> [COMPITO RICHIESTO] Copi fedelmente, dal testo sul licenziamento del direttore di Urologia, il tratto che va da "La Corte di" fino a "alla condotta contestata.".

[BLOCCO DI TESTO]

Il caso sottoposto all'attenzione della Corte prende avvio dal licenziamento che l'Azienda Ospedaliera di Cosenza intimava nei confronti del direttore del reparto di Urologia a seguito del decesso di un uomo che, dopo esser stato operato dal medico per un cancro alla prostata, manifestava da subito un grave peggioramento del quadro clinico, così subendo un arresto cardiaco nelle prime ore del mattino seguente l'intervento.

In particolare, si contestava al sanitario – oltre di aver mal eseguito quell'operazione, così causando la rottura di una vena otturatoria – il comportamento tenuto a seguito dell'intervento, per essersi presentato nel reparto urologia solo diverse ore dopo la chiamata degli infermieri dello stesso reparto, pur essendo nel turno di seconda reperibilità, nonché per aver ritardato, con il suo comportamento gravemente omissivo e professionalmente non etico, l'intervento chirurgico che si presentava necessario ed urgente per interrompere l'emorragia.

Il datore di lavoro qualificava tale comportamento in violazione del codice di comportamento dei dipendenti delle pubbliche amministrazioni (d. m. 28 novembre 2000) e segnatamente, in violazione dei generali obblighi di diligenza e fedeltà dei lavoratori ex artt. 2104 e 2105 c.c.. 

Il Tribunale di Cosenza dichiarava la nullità del licenziamento per l'intervenuta assoluzione del medico in sede penale, in relazione all'imputazione di omicidio colposo.

La Corte di Appello di Catanzaro confermava il licenziamento, evidenziando l'autonomia tra il procedimento penale, concluso con l'assoluzione in relazione all'imputazione di omicidio colposo, e il procedimento disciplinare, la cui contestazione non consisteva nell'aver cagionato la morte del paziente.

Il sanitario, ricorrendo in Cassazione, si doleva per non aver la Corte d'Appello adeguatamente valutato l'intervenuta sentenza penale di assoluzione, che avrebbe consentito di attribuire il giusto peso disciplinare alla condotta contestata.

La Cassazione non condivide le censure formulate.

[/BLOCCO DI TESTO]
[VOCI FORNITE]

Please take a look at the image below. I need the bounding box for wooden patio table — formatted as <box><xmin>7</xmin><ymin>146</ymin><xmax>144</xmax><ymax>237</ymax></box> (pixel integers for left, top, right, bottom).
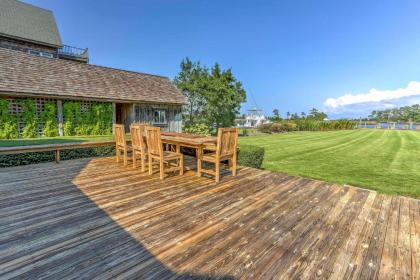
<box><xmin>161</xmin><ymin>132</ymin><xmax>217</xmax><ymax>177</ymax></box>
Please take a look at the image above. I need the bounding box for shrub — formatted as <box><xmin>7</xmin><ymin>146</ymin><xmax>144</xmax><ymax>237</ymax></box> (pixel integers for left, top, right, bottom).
<box><xmin>238</xmin><ymin>145</ymin><xmax>265</xmax><ymax>168</ymax></box>
<box><xmin>258</xmin><ymin>122</ymin><xmax>297</xmax><ymax>133</ymax></box>
<box><xmin>63</xmin><ymin>101</ymin><xmax>112</xmax><ymax>136</ymax></box>
<box><xmin>41</xmin><ymin>101</ymin><xmax>58</xmax><ymax>137</ymax></box>
<box><xmin>0</xmin><ymin>99</ymin><xmax>19</xmax><ymax>139</ymax></box>
<box><xmin>20</xmin><ymin>99</ymin><xmax>38</xmax><ymax>138</ymax></box>
<box><xmin>258</xmin><ymin>123</ymin><xmax>273</xmax><ymax>133</ymax></box>
<box><xmin>184</xmin><ymin>123</ymin><xmax>210</xmax><ymax>136</ymax></box>
<box><xmin>0</xmin><ymin>146</ymin><xmax>115</xmax><ymax>168</ymax></box>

[/VOCI FORNITE]

> [RISPOSTA AL COMPITO]
La Corte di Appello di Catanzaro confermava il licenziamento, evidenziando l'autonomia tra il procedimento penale, concluso con l'assoluzione in relazione all'imputazione di omicidio colposo, e il procedimento disciplinare, la cui contestazione non consisteva nell'aver cagionato la morte del paziente.

Il sanitario, ricorrendo in Cassazione, si doleva per non aver la Corte d'Appello adeguatamente valutato l'intervenuta sentenza penale di assoluzione, che avrebbe consentito di attribuire il giusto peso disciplinare alla condotta contestata.